◆ Goal of the exercise:
Could you print all of the data below line for line, leaving out the pictures?

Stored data
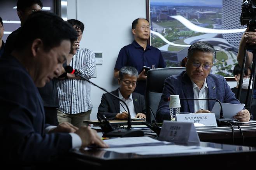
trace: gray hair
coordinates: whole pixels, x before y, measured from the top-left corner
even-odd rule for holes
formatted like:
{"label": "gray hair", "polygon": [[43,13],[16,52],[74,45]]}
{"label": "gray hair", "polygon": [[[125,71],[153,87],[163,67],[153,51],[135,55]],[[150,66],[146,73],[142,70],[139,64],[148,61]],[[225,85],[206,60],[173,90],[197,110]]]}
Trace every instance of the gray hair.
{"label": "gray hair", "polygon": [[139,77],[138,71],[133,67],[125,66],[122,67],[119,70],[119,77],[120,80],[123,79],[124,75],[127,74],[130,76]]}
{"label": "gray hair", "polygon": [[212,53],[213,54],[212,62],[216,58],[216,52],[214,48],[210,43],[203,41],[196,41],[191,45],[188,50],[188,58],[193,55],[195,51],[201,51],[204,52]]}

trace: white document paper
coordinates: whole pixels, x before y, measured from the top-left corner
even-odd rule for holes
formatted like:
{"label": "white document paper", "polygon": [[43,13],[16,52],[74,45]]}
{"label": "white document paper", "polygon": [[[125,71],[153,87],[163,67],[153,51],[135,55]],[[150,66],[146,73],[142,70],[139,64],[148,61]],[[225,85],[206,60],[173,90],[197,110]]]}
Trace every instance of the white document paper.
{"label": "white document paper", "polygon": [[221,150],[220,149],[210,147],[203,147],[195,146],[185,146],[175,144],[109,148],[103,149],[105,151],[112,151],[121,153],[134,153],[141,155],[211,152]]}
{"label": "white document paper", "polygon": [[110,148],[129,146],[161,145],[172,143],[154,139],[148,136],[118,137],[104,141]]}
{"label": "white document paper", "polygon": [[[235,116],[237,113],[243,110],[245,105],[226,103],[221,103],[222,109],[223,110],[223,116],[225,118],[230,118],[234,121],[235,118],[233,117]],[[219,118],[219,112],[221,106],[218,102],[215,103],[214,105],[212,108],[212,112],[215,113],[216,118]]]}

◆ Response:
trace: gray hair
coordinates: whole pixels, x before y, measured from the top-left corner
even-odd rule for holes
formatted like:
{"label": "gray hair", "polygon": [[43,13],[16,52],[74,45]]}
{"label": "gray hair", "polygon": [[[125,71],[153,87],[163,67],[153,51],[135,55]],[[150,66],[146,73],[142,70],[139,64],[148,61]],[[225,85],[206,60],[173,90],[197,110]]]}
Trace every instance of the gray hair.
{"label": "gray hair", "polygon": [[139,77],[138,71],[133,67],[125,66],[122,67],[119,70],[119,77],[120,80],[123,79],[124,75],[127,74],[130,76]]}
{"label": "gray hair", "polygon": [[212,53],[213,54],[212,62],[216,58],[216,52],[214,48],[210,43],[203,41],[196,41],[191,45],[188,50],[188,58],[193,55],[195,51],[201,51],[204,52]]}

trace: white document paper
coordinates: whole pixels, x before y, measured from the top-left corner
even-odd rule for holes
formatted like:
{"label": "white document paper", "polygon": [[43,13],[16,52],[74,45]]}
{"label": "white document paper", "polygon": [[[125,71],[153,87],[163,67],[153,51],[135,55]],[[150,66],[146,73],[142,70],[139,64],[148,61]],[[225,85],[206,60],[173,90],[197,110]]]}
Trace every instance of the white document paper.
{"label": "white document paper", "polygon": [[221,150],[220,149],[210,147],[203,147],[195,146],[185,146],[175,144],[109,148],[103,149],[105,151],[112,151],[121,153],[134,153],[141,155],[211,152]]}
{"label": "white document paper", "polygon": [[110,148],[129,146],[161,145],[172,143],[154,139],[148,136],[118,137],[104,141]]}
{"label": "white document paper", "polygon": [[[235,116],[237,113],[243,110],[245,105],[226,103],[221,103],[222,109],[223,110],[223,116],[225,118],[230,118],[234,121],[235,118],[233,117]],[[219,118],[219,112],[221,106],[218,102],[215,103],[214,105],[212,108],[212,112],[215,113],[216,118]]]}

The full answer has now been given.